**Stated task:** Can you identify every line in the data below that contains the word "field" and copy each of those lines?

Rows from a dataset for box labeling

━━━━━━

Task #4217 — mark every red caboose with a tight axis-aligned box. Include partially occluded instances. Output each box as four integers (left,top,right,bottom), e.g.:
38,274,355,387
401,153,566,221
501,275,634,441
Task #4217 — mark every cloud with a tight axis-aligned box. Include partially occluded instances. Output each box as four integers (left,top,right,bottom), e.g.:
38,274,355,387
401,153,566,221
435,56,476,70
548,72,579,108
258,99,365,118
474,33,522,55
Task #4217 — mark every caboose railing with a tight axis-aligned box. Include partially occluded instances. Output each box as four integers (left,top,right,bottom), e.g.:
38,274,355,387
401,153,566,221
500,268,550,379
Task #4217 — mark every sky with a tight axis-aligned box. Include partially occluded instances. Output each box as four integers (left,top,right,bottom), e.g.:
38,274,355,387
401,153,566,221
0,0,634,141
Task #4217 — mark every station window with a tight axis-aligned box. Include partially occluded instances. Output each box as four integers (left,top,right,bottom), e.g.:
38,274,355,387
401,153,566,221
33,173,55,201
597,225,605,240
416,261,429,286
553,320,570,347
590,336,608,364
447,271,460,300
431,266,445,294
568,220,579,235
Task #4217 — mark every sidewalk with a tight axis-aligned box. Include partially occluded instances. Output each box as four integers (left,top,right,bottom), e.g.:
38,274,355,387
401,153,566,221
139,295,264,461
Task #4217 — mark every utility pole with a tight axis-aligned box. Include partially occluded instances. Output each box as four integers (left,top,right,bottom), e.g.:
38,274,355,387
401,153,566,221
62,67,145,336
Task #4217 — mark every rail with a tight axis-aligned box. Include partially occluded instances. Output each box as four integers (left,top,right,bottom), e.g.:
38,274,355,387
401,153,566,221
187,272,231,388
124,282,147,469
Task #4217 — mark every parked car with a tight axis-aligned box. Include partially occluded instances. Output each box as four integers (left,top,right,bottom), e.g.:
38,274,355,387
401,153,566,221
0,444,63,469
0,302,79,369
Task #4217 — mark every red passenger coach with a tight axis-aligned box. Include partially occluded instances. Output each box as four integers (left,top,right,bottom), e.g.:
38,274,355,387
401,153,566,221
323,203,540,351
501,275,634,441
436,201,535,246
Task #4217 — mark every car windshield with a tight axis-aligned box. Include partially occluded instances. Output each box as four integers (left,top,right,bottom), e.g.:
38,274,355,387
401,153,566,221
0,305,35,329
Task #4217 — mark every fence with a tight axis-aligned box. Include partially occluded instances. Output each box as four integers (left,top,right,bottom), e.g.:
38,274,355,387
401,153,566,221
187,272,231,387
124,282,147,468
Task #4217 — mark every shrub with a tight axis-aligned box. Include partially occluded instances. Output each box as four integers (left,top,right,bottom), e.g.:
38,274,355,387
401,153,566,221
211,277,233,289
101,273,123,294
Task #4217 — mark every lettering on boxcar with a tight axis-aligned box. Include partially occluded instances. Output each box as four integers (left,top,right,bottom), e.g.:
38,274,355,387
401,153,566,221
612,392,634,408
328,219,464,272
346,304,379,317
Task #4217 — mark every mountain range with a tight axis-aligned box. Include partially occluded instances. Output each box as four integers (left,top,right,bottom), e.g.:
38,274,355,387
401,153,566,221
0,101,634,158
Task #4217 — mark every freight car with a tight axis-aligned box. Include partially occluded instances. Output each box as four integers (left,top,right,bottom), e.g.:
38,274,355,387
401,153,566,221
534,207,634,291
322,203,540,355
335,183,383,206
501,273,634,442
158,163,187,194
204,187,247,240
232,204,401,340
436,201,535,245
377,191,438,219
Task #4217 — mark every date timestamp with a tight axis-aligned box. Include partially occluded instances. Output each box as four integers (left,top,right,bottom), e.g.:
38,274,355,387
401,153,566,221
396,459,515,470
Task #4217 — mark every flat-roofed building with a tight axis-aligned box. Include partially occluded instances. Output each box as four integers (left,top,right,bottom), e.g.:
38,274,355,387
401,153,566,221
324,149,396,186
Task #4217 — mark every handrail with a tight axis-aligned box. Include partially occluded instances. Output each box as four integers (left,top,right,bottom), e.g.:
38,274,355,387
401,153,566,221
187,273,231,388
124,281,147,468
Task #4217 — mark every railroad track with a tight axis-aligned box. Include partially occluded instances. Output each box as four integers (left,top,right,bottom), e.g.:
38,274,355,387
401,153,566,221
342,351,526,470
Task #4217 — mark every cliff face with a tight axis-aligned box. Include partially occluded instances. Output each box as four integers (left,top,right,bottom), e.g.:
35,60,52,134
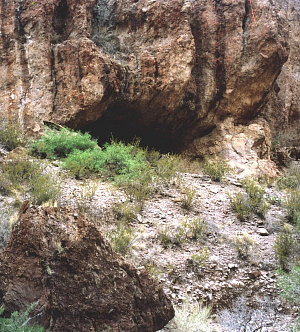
263,0,300,147
0,0,296,166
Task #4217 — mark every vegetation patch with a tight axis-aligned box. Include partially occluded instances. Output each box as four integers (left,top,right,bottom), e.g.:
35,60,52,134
0,155,60,205
167,300,213,332
229,179,270,221
0,119,27,150
202,159,230,182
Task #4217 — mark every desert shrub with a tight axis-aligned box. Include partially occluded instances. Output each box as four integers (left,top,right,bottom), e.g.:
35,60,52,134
29,172,60,205
0,305,45,332
181,187,196,210
229,179,270,221
202,159,230,182
108,221,134,256
284,189,300,225
277,175,299,190
63,149,105,178
103,141,147,180
0,119,26,150
242,179,269,217
158,218,208,247
112,201,139,223
277,266,300,306
0,206,16,249
274,224,295,271
0,156,60,205
233,233,256,260
31,128,98,159
191,247,209,267
167,300,213,332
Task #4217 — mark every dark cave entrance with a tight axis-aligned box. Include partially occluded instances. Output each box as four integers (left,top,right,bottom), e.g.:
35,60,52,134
80,110,180,153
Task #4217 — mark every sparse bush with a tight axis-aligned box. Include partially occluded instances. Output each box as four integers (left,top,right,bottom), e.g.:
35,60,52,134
233,233,256,260
277,175,299,190
202,159,230,182
167,300,213,332
31,128,98,159
112,201,139,223
274,224,295,271
158,218,208,247
0,207,16,249
0,305,45,332
0,119,26,150
63,149,105,178
284,189,300,225
158,226,186,248
229,179,270,221
0,156,60,205
277,266,300,306
108,221,134,256
181,187,196,210
30,173,60,205
228,192,251,221
242,179,270,218
191,247,209,266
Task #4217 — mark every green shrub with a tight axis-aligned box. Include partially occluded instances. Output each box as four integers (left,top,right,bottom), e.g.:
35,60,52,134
167,300,213,332
0,156,60,205
242,179,270,218
191,247,209,267
0,119,26,150
158,218,208,247
63,149,105,178
284,189,300,225
202,159,230,182
112,201,139,223
30,172,60,205
103,141,147,180
228,192,251,221
181,187,196,210
277,175,299,190
0,305,45,332
233,233,256,260
277,266,300,306
274,224,295,271
31,128,98,159
228,179,270,221
108,221,134,256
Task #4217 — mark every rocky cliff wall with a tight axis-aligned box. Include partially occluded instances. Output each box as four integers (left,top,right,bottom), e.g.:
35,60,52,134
263,0,300,147
0,0,289,169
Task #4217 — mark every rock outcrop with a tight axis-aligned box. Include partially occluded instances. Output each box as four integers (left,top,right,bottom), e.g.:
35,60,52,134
0,205,174,332
263,0,300,148
0,0,288,166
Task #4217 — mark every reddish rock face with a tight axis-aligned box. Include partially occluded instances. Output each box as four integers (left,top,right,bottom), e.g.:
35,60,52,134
0,206,174,332
263,0,300,148
0,0,288,155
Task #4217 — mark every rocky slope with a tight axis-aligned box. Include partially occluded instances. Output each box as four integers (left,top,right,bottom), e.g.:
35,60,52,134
0,202,174,332
0,0,289,171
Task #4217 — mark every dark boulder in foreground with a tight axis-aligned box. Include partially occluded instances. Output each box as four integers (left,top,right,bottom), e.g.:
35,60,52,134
0,206,174,332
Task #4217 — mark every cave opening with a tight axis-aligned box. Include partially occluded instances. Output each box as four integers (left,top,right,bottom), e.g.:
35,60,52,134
80,110,180,153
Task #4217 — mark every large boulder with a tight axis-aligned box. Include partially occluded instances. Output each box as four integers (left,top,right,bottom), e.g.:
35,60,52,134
0,204,174,332
0,0,289,162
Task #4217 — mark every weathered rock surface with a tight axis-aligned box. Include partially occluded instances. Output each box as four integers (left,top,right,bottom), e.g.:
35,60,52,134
0,0,288,165
263,0,300,148
0,206,174,332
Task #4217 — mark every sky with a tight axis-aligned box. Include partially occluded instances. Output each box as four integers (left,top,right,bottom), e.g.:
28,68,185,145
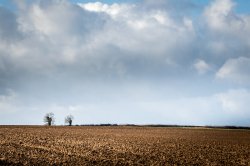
0,0,250,126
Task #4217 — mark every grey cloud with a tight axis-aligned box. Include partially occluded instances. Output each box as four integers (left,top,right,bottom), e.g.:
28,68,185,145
0,0,250,124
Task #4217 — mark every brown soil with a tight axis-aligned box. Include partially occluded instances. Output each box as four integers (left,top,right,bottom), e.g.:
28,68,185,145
0,126,250,165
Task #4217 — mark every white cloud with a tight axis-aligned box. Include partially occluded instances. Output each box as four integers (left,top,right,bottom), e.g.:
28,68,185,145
216,89,250,116
0,0,250,124
194,59,211,74
216,57,250,84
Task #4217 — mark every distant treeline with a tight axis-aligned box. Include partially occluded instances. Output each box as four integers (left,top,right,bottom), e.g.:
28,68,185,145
75,123,250,130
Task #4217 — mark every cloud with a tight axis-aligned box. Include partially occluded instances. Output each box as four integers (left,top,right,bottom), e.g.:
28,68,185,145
0,0,250,124
194,59,211,74
216,57,250,84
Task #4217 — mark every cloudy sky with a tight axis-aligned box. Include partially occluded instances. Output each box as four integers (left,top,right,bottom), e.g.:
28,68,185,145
0,0,250,126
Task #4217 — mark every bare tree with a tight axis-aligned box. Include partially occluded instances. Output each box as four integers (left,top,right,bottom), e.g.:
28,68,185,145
43,112,55,126
65,115,74,126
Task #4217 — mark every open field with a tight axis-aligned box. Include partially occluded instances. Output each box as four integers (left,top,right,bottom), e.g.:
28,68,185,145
0,126,250,165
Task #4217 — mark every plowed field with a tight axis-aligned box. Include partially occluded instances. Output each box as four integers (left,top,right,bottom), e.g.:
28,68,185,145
0,126,250,165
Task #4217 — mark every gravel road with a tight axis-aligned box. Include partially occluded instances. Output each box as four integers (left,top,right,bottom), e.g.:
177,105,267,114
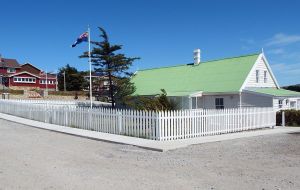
0,120,300,190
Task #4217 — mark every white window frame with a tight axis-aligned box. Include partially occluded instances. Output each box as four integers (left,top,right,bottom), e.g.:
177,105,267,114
264,71,268,83
215,98,224,109
290,100,297,109
278,100,283,108
13,77,36,84
255,70,259,83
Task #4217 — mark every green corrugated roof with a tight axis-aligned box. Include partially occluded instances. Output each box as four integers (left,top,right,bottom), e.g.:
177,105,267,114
250,88,300,96
132,54,259,96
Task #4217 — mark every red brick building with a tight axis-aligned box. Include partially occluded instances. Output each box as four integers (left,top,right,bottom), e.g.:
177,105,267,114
0,56,57,91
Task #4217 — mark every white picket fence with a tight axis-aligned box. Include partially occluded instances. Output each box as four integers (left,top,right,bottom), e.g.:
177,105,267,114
0,100,276,141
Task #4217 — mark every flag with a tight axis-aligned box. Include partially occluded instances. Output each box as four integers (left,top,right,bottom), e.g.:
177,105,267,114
72,32,89,47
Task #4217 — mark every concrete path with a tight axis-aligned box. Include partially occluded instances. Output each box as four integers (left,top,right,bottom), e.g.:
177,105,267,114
0,113,300,152
0,119,300,190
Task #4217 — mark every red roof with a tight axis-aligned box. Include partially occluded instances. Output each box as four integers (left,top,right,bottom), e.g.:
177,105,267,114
0,58,21,68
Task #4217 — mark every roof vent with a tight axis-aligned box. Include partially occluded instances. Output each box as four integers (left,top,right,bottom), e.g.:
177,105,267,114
194,49,201,65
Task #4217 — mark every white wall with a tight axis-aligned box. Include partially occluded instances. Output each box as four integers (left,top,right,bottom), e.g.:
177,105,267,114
202,94,240,109
273,97,300,110
245,58,276,88
242,92,273,107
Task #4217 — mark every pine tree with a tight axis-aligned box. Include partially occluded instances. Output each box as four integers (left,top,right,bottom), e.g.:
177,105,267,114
80,27,139,108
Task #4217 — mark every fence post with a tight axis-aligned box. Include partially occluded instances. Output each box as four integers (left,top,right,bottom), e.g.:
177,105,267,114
281,111,285,127
117,111,122,134
155,112,161,141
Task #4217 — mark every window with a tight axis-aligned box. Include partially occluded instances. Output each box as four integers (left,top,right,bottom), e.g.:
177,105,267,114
192,97,197,109
14,77,35,83
7,68,16,73
256,70,259,83
215,98,224,109
264,71,268,83
290,101,296,109
278,100,282,108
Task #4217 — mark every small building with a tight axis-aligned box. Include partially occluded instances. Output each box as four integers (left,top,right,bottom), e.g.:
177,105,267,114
0,56,57,91
132,50,300,109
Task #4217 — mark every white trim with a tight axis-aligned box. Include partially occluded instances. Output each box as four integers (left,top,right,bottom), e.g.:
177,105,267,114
9,71,41,78
239,53,262,92
189,91,203,97
6,67,16,73
13,77,36,84
262,53,280,89
242,89,274,97
239,53,280,92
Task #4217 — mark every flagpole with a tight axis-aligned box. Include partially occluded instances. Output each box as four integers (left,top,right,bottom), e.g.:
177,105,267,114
88,26,93,108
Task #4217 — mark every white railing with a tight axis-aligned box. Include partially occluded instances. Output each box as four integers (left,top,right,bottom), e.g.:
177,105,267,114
0,100,276,141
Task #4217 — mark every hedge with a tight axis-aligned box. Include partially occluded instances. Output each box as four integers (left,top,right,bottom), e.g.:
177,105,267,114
276,110,300,126
48,91,88,96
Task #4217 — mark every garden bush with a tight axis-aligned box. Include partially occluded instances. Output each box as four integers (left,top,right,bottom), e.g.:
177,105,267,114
276,110,300,126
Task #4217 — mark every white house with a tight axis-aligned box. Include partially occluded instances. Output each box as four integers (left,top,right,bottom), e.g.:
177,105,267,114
132,50,300,109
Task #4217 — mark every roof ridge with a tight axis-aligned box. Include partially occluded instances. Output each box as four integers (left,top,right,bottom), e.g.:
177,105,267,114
137,52,260,71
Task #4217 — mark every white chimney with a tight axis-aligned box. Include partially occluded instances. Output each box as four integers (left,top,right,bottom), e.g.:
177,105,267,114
194,49,201,65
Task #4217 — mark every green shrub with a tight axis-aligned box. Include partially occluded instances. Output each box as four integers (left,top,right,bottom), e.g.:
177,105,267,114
276,110,300,126
48,91,87,96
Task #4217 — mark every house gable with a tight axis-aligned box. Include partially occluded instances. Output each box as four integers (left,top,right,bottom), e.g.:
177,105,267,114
131,54,259,96
20,63,41,75
240,53,280,91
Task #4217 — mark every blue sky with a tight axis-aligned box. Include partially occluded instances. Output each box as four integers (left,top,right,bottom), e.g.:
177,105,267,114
0,0,300,85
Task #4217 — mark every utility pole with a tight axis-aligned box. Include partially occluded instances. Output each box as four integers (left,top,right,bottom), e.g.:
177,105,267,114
46,70,48,95
64,71,66,92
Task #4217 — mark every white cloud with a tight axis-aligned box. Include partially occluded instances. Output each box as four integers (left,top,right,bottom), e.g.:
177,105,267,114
265,33,300,46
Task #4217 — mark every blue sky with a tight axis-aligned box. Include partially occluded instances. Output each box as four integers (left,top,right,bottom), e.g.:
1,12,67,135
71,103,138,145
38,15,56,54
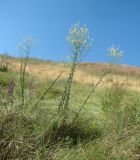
0,0,140,66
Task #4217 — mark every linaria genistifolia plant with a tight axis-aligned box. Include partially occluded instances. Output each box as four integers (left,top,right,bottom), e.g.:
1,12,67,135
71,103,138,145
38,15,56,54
108,45,124,65
59,22,92,121
19,36,34,106
7,80,15,97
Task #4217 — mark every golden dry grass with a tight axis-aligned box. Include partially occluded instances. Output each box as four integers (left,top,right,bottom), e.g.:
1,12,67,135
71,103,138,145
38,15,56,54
9,59,140,91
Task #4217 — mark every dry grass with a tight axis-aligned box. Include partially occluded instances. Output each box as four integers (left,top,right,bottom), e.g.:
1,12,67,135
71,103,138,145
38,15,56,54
8,56,140,92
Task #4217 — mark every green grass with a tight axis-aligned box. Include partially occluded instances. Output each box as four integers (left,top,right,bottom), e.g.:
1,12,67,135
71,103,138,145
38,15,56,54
0,59,140,160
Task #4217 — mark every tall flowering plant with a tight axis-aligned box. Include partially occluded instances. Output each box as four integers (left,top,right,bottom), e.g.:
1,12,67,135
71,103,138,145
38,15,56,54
59,22,92,120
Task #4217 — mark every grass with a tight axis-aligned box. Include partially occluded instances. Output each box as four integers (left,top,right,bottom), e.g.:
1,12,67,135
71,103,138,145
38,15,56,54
0,57,140,160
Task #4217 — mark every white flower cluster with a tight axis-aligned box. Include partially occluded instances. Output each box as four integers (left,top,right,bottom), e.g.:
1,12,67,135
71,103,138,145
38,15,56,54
67,22,92,57
108,45,124,63
18,35,34,56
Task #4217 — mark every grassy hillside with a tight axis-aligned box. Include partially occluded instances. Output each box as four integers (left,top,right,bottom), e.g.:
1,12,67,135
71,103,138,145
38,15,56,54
0,54,140,160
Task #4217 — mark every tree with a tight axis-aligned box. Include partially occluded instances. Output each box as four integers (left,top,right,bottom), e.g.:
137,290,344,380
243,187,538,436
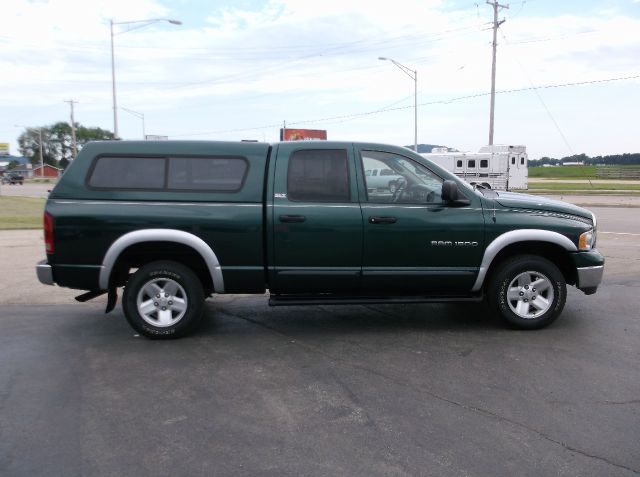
18,121,115,169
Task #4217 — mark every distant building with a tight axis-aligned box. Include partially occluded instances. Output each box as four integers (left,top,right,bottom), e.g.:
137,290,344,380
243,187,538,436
5,164,33,179
31,164,62,179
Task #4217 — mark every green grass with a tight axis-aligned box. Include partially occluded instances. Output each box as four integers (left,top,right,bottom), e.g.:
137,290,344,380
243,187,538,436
0,196,45,230
529,181,640,193
529,166,596,179
529,165,640,180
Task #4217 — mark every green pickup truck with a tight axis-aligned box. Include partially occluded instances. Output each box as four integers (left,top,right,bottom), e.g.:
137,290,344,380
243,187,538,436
36,141,604,338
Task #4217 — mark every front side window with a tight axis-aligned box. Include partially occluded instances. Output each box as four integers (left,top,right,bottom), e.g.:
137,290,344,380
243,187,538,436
361,151,443,204
287,149,351,202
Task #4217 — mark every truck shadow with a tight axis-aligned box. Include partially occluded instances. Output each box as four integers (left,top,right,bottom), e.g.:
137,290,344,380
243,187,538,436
197,302,503,335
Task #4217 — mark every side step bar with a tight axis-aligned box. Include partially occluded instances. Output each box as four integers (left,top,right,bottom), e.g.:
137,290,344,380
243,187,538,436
269,294,484,306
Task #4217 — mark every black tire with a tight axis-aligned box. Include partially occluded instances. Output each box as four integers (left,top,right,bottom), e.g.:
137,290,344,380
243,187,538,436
487,255,567,330
122,261,205,339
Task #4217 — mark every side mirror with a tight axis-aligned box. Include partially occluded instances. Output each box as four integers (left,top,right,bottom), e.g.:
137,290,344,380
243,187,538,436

━━━━━━

**Result of the exercise:**
Task #4217 — mark every open field with a tight axis-aligned box. Include partially occluded instances. Output each box as four integers (left,top,right,bottom), e.g.:
Task #4217 — mark every plowed field with a tight axis-aligned box. Include partially occluded instances. Output each box as four integers (left,top,right,bottom), e.g.:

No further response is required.